Data entries
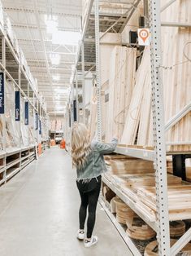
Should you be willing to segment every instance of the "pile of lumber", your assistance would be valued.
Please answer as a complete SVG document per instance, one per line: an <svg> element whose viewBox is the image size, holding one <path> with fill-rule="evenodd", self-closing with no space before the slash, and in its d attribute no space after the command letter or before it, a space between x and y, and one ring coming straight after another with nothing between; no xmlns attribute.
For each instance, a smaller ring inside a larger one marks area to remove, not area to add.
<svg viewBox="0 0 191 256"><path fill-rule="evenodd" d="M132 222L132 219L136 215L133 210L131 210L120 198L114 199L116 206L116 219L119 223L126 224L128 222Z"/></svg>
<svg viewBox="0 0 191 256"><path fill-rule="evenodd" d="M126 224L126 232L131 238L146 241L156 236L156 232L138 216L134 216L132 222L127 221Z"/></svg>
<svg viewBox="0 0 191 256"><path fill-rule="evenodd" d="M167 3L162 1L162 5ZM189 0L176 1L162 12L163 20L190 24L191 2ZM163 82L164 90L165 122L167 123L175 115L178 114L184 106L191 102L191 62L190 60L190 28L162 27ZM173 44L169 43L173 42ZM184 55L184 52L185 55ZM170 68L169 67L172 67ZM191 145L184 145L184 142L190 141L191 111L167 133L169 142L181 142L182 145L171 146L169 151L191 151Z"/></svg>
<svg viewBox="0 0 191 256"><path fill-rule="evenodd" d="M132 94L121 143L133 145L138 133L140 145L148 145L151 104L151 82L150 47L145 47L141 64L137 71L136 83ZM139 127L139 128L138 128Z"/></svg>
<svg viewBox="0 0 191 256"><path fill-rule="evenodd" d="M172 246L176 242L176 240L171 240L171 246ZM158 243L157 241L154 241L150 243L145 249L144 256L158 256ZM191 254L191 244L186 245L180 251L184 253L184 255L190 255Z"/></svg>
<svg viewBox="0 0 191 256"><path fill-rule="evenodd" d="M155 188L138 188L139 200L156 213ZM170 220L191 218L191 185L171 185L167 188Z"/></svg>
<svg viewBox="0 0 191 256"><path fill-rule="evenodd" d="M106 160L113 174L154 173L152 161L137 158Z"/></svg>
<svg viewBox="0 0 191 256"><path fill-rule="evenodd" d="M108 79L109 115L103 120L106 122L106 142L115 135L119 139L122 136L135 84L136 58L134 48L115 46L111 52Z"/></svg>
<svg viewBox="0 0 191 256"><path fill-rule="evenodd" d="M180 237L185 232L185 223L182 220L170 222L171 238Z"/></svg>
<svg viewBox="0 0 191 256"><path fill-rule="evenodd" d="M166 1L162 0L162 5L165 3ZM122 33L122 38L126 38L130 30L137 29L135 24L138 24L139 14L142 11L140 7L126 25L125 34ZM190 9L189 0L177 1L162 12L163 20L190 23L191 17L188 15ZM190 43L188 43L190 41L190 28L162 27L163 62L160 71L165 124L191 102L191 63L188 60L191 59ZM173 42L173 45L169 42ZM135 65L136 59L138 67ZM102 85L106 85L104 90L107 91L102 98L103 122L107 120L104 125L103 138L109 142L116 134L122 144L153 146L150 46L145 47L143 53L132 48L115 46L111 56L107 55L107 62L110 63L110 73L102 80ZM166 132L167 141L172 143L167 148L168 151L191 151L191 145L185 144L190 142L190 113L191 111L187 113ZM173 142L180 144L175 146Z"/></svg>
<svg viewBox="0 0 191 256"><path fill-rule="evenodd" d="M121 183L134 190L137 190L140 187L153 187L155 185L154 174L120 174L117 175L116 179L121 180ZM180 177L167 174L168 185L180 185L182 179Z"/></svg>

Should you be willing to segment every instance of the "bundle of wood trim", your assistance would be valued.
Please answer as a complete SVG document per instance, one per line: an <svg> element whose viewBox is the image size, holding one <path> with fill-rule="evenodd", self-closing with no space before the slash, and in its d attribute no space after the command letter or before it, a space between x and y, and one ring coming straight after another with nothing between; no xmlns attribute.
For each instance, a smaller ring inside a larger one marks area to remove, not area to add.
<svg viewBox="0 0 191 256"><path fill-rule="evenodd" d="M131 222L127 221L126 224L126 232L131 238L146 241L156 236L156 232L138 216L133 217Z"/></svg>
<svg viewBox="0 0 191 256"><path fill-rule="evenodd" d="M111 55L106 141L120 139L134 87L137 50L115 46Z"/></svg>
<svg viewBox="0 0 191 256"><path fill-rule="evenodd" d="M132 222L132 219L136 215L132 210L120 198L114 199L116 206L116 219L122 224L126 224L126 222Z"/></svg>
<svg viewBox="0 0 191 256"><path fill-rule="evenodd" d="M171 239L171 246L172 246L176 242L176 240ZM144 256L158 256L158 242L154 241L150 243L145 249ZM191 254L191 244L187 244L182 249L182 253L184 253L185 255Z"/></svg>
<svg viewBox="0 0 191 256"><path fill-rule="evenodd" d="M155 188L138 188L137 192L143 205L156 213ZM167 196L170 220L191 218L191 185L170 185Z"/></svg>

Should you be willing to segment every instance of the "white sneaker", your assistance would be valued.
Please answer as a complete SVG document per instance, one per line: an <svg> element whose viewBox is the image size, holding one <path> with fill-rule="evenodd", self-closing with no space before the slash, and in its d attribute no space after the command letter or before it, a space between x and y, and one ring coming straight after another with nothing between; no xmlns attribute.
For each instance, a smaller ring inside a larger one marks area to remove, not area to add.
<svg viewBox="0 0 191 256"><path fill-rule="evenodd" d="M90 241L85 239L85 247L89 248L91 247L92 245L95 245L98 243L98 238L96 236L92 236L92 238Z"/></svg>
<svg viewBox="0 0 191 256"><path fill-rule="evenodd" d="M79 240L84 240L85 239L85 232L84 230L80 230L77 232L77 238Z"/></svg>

...

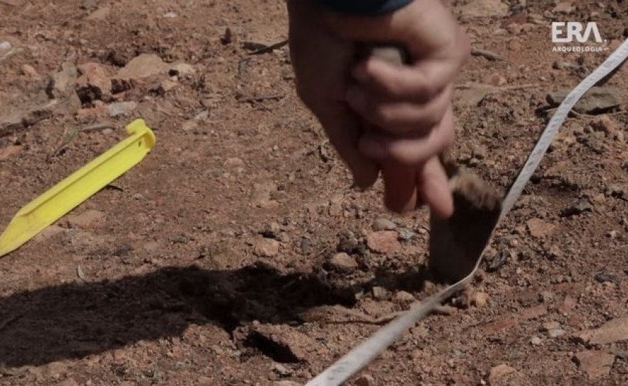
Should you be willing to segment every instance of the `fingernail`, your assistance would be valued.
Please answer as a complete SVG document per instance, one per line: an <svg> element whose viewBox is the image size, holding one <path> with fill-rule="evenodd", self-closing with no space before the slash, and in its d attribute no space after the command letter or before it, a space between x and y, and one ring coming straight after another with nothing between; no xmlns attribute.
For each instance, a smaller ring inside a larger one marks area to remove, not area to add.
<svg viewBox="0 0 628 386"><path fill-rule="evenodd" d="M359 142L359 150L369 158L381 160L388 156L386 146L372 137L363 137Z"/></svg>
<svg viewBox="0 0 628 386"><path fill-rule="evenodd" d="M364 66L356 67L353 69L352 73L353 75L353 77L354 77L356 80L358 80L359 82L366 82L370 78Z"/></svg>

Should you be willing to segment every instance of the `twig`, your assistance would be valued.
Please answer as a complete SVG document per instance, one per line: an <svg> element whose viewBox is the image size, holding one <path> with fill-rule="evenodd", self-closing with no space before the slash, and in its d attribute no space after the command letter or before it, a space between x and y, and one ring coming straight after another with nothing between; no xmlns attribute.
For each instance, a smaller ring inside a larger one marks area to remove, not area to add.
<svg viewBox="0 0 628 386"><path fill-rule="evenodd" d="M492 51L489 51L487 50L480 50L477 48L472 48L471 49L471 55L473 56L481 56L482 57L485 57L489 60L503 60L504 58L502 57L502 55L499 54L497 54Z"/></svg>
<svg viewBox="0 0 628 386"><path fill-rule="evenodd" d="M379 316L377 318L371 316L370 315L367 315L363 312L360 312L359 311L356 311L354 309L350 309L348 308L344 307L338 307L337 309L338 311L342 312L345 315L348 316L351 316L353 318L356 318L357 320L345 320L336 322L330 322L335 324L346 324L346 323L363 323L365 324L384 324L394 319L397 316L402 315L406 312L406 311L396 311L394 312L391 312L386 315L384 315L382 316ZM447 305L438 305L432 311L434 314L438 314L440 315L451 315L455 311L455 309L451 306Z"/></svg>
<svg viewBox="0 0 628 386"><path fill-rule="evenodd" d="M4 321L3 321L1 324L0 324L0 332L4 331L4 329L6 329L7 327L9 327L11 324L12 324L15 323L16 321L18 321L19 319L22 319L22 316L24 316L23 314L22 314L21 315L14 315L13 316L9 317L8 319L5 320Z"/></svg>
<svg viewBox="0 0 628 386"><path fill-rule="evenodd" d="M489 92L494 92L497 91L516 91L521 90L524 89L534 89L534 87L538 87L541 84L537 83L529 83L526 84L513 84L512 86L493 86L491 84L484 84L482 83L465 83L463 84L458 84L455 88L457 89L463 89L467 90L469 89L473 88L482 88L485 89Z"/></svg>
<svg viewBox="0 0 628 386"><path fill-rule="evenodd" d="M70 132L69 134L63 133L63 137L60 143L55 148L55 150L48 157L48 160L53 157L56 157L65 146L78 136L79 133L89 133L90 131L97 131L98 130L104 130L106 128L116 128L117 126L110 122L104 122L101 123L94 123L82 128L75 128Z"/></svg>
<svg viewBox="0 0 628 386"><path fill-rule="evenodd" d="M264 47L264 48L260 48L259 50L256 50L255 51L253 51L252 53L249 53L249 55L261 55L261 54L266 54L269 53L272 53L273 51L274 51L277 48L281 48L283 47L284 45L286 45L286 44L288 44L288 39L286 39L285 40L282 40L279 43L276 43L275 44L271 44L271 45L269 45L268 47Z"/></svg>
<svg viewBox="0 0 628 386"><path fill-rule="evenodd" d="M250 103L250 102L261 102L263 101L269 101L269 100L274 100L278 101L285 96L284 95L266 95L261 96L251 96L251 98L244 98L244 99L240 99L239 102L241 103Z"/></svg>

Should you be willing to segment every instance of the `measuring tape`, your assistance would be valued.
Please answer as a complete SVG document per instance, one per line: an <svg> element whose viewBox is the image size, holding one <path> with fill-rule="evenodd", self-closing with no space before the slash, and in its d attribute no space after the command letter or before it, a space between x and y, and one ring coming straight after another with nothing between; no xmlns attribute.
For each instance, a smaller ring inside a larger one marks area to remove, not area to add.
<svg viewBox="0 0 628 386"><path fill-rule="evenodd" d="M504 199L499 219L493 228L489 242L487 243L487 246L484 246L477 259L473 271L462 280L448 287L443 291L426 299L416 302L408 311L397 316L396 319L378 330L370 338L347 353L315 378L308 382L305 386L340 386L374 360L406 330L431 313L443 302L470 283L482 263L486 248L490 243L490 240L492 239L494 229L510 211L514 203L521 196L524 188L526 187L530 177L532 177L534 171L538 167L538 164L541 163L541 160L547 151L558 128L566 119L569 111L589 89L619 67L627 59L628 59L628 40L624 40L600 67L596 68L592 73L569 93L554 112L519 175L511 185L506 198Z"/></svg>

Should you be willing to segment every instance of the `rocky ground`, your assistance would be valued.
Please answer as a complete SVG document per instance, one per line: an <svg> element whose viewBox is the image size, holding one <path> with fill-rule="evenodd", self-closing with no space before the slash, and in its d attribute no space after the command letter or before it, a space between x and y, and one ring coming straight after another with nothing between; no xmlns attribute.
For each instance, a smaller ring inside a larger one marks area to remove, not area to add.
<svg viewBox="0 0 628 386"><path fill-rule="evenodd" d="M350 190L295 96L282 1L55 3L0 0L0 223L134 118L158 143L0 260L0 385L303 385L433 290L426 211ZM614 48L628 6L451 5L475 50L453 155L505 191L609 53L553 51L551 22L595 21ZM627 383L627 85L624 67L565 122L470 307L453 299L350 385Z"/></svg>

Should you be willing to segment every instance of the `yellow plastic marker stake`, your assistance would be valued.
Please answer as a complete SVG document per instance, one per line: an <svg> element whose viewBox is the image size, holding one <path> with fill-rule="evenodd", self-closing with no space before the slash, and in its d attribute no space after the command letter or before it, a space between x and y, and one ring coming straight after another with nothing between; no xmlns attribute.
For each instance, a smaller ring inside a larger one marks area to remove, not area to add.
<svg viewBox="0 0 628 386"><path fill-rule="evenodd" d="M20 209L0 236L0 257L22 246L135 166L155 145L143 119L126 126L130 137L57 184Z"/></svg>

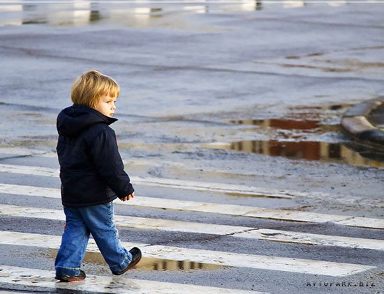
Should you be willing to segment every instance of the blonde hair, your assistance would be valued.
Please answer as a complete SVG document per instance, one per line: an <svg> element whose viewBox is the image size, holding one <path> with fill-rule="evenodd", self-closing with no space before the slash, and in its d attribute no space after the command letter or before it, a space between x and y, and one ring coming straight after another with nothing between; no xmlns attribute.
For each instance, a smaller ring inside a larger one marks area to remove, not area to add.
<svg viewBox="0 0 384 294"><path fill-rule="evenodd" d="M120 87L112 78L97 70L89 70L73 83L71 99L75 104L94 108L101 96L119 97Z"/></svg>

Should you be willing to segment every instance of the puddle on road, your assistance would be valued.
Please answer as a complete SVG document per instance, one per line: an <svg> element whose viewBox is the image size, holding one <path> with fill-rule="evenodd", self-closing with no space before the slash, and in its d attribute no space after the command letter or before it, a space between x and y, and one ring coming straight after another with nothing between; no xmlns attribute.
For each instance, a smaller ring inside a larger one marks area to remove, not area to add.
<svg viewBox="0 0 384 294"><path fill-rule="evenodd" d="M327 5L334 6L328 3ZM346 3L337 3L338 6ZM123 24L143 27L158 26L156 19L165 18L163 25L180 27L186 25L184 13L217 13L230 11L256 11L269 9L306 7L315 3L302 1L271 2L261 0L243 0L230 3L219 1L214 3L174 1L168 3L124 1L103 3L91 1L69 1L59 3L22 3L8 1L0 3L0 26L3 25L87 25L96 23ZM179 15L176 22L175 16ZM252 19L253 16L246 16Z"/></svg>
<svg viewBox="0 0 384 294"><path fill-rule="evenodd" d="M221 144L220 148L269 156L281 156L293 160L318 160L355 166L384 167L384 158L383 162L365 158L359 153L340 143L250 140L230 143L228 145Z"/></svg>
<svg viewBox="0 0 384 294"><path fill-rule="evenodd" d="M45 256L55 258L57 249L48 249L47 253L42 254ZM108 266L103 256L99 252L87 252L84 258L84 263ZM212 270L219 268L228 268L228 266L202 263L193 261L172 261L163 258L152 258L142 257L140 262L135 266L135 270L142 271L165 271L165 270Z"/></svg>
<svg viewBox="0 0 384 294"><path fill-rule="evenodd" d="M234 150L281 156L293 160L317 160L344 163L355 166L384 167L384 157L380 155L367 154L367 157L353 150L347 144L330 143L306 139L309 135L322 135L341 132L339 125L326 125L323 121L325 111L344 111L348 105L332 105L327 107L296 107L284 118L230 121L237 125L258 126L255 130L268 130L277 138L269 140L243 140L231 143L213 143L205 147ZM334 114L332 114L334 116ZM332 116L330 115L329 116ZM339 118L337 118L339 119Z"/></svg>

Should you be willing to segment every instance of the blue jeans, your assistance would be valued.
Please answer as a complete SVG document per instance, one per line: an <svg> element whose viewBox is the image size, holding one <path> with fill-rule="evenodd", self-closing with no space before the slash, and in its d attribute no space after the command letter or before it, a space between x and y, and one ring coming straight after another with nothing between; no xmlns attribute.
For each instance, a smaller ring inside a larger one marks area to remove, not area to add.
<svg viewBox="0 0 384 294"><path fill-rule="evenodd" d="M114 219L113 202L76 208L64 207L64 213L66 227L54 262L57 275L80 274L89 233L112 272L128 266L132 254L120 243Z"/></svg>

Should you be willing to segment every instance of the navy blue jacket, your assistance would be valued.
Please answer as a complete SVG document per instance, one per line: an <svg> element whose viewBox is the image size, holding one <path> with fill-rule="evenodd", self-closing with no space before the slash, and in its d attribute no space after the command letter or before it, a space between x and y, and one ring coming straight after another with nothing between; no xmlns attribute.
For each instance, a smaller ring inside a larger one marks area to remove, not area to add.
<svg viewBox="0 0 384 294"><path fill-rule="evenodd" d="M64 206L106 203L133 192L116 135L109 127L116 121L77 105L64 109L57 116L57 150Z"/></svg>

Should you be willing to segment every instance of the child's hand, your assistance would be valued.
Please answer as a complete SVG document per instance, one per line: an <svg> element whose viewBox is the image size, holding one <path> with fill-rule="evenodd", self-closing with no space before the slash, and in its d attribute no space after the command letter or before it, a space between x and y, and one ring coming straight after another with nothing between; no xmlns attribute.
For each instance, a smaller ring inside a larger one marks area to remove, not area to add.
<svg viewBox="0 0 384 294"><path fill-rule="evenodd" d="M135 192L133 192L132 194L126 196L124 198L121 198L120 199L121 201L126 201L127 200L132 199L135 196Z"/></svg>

--

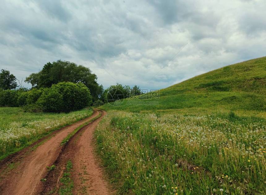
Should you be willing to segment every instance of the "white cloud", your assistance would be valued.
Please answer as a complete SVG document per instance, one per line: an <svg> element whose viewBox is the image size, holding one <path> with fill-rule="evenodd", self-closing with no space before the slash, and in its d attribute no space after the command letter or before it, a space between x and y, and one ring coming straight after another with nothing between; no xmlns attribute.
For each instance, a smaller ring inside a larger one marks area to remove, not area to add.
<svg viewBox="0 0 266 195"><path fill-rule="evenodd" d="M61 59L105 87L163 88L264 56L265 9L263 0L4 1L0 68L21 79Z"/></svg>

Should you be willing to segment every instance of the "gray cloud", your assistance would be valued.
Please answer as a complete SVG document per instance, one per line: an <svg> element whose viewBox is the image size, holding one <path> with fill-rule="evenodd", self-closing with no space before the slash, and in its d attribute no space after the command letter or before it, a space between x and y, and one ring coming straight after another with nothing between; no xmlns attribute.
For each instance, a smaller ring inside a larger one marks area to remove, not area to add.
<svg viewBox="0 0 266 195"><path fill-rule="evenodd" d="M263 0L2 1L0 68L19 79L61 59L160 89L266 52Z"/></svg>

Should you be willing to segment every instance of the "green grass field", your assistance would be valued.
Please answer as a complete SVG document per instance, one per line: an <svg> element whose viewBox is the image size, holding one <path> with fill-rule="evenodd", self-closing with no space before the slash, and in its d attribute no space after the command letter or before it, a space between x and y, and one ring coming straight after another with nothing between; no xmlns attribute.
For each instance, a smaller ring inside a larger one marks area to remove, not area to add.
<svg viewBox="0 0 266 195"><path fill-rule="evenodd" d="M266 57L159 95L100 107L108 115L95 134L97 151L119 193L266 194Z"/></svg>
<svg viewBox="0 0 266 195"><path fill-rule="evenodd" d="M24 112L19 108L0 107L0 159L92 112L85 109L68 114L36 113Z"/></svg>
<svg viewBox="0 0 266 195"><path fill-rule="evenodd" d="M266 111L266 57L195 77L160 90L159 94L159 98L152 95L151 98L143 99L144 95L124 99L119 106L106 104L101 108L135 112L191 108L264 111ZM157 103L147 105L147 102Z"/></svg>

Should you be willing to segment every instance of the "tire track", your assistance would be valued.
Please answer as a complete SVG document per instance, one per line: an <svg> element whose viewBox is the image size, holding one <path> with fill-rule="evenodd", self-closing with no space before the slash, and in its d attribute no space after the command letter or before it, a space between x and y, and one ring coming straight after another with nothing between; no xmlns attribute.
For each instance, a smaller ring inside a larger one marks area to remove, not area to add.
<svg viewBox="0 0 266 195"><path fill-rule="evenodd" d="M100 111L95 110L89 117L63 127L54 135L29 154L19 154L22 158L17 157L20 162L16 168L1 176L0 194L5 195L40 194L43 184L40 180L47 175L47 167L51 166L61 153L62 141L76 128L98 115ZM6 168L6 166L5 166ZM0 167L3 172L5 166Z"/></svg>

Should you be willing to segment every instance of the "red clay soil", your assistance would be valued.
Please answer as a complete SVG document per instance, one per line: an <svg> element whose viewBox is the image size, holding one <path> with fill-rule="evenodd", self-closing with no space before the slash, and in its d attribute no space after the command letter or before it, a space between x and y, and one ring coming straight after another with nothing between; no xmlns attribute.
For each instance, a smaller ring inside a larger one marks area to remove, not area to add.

AIM
Put the lines starting with the one containing "Should you be willing to segment every instance of the blonde" and continuing through the one containing "87L112 78L97 70L89" into a JSON list of strings, one string per line, with blank lines left out.

FINAL RESULT
[
  "Should you be willing to segment every instance of the blonde hair, your assistance would be valued.",
  "Please answer as a complete SVG document per instance, one per line: an <svg> element whose viewBox is the image size, holding one <path> with fill-rule=\"evenodd\", self-closing with no space before the slash, and in its d attribute no space after the command letter or before it, a space between x and y, and one ring coming straight after another with nothing between; no xmlns attribute.",
  "For each instance, a smaller ring inside a larger one marks area to remove, not area to add.",
  "<svg viewBox=\"0 0 384 294\"><path fill-rule=\"evenodd\" d=\"M120 87L112 78L97 70L89 70L73 83L71 99L75 104L94 108L101 96L119 97Z\"/></svg>"
]